### EXERCISE PROMPT
Please pick out each line in the records below that contains the word "white" and copy those lines.

— start EXERCISE INPUT —

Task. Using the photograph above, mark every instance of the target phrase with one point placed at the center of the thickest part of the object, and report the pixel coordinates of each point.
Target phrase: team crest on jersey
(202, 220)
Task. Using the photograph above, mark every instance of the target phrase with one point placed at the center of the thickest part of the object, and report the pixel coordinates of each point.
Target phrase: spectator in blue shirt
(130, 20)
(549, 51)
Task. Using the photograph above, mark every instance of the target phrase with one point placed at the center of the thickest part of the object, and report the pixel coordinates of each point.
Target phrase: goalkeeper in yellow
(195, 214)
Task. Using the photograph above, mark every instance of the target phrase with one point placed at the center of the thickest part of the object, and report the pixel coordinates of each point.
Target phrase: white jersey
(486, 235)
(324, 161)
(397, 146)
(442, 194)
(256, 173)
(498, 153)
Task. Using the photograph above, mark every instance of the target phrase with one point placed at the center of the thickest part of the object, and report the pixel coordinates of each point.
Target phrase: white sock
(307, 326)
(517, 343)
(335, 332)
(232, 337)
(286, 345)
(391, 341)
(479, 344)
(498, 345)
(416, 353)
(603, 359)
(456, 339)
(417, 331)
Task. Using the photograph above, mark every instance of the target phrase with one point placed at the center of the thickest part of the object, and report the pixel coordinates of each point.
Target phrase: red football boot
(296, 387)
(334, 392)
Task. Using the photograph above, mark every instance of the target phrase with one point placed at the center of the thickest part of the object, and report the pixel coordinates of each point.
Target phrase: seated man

— end EXERCISE INPUT —

### ANSWER TO THE TASK
Target phrase: white jersey
Target phrase: white sock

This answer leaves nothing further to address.